Recast the rows below as a JSON list of strings, one string per line and blank lines omitted, beginning at the first line and ending with the line that contains "x=190 y=382", inclusive.

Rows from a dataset
——

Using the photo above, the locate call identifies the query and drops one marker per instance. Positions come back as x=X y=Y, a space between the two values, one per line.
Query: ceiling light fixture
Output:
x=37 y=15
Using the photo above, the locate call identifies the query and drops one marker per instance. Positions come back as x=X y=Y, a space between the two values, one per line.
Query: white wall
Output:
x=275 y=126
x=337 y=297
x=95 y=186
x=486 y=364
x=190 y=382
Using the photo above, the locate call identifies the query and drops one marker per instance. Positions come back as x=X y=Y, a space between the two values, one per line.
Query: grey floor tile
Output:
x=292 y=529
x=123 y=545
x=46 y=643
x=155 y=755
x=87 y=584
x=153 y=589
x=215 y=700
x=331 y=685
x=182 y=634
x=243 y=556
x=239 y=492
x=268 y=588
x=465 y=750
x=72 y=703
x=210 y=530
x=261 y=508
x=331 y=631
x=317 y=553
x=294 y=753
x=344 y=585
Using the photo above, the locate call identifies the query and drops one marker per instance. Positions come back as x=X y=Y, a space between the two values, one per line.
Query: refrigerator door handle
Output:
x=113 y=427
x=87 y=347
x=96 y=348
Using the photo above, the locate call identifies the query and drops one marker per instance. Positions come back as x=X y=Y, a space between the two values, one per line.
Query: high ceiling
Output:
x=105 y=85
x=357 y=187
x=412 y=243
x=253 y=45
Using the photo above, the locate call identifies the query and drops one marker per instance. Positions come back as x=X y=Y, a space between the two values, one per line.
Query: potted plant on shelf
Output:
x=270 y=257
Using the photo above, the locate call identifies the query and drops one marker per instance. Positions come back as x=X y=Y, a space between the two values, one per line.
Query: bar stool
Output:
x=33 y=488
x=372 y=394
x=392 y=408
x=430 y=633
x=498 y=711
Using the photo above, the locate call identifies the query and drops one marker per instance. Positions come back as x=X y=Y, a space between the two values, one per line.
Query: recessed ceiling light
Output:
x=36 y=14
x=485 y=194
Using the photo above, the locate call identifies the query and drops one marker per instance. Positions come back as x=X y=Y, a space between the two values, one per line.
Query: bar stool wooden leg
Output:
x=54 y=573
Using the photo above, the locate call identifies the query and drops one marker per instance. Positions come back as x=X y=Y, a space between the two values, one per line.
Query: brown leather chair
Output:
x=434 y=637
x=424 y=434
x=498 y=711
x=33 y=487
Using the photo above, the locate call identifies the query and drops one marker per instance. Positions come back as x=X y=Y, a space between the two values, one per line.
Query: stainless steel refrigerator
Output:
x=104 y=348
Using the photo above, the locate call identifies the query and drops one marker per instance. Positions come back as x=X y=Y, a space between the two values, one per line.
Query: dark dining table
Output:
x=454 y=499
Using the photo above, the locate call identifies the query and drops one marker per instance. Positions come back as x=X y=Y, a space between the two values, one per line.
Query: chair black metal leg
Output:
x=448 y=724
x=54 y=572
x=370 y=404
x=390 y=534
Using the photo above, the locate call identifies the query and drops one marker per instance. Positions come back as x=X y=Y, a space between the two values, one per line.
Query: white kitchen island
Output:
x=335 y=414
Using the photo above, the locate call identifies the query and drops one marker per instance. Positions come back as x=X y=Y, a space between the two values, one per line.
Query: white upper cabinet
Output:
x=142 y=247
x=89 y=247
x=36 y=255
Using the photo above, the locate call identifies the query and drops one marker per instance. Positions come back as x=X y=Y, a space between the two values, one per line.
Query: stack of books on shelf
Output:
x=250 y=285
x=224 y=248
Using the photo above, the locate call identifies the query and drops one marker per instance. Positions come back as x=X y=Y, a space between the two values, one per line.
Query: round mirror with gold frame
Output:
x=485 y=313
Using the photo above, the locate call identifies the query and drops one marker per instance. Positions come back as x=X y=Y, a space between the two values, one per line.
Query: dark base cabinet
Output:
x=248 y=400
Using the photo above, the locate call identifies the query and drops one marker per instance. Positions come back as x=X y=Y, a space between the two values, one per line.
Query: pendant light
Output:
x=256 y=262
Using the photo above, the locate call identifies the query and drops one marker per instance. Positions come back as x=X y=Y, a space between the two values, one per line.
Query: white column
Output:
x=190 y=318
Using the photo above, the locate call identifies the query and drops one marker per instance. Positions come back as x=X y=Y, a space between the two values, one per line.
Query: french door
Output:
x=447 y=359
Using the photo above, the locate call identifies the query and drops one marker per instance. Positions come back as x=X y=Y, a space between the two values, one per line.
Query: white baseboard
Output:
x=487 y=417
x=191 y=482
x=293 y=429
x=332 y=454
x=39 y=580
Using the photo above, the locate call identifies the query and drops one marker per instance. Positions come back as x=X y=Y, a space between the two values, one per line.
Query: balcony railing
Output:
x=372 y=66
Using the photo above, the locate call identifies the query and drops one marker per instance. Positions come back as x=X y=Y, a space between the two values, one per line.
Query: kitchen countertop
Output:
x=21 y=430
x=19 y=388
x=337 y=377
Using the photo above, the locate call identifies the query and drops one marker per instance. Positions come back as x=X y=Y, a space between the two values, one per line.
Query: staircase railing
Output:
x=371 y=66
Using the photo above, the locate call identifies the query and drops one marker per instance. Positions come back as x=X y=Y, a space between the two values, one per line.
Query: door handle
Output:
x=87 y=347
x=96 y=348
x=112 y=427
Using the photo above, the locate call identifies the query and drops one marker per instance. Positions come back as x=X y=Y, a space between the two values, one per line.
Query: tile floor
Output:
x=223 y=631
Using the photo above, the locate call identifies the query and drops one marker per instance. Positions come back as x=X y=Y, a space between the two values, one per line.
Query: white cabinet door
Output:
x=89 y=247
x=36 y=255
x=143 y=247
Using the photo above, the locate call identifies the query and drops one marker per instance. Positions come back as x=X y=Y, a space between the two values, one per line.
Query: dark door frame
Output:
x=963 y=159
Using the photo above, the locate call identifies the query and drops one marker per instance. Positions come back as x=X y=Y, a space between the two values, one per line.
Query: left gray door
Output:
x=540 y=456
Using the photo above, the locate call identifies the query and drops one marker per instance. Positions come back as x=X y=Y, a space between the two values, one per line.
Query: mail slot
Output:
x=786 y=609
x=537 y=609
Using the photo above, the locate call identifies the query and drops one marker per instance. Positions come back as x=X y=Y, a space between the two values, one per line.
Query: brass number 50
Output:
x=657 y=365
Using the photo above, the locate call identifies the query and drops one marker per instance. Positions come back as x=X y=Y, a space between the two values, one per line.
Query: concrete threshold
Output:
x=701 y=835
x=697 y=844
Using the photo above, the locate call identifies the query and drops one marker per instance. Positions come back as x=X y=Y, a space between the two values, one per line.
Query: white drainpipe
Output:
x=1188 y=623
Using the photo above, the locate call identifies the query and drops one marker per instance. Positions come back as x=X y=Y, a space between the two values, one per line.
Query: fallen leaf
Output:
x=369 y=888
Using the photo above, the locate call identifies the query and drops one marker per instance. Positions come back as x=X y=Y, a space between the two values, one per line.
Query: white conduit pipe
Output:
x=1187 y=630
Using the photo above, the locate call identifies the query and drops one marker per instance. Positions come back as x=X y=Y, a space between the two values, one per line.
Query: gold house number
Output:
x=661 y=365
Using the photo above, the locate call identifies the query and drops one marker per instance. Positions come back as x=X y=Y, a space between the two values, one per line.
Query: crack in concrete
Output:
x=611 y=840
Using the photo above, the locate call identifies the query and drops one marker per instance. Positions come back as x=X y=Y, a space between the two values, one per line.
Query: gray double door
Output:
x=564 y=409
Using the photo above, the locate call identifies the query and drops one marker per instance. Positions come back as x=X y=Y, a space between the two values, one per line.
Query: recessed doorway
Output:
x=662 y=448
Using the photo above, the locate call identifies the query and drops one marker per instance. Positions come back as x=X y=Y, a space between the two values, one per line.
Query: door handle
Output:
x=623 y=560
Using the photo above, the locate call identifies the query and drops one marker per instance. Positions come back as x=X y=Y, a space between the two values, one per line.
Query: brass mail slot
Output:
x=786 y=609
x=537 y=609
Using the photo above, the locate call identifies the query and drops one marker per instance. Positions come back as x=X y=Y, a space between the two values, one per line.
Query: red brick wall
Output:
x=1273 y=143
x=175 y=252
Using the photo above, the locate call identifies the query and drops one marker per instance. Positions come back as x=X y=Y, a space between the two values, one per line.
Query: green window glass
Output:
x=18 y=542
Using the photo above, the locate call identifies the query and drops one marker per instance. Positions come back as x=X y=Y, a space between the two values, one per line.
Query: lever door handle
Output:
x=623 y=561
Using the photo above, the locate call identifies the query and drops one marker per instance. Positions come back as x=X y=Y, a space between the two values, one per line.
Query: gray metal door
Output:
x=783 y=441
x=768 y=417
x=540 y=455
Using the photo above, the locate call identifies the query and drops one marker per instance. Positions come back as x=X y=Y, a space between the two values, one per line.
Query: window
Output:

——

** In response **
[
  "Using the photo above, the locate call identifies the query and drops one marker per instance. Positions come back as x=X y=Y, a space between the two values, one per line.",
  "Query: ceiling light fixture",
  "Output:",
  "x=37 y=15",
  "Using the photo above, the locate call identifies the query and drops one marker per instance. Positions come back as x=X y=Y, a space between the two values, one per line.",
  "Query: white wall",
  "Output:",
  "x=275 y=126",
  "x=337 y=297",
  "x=95 y=186",
  "x=486 y=364",
  "x=190 y=382"
]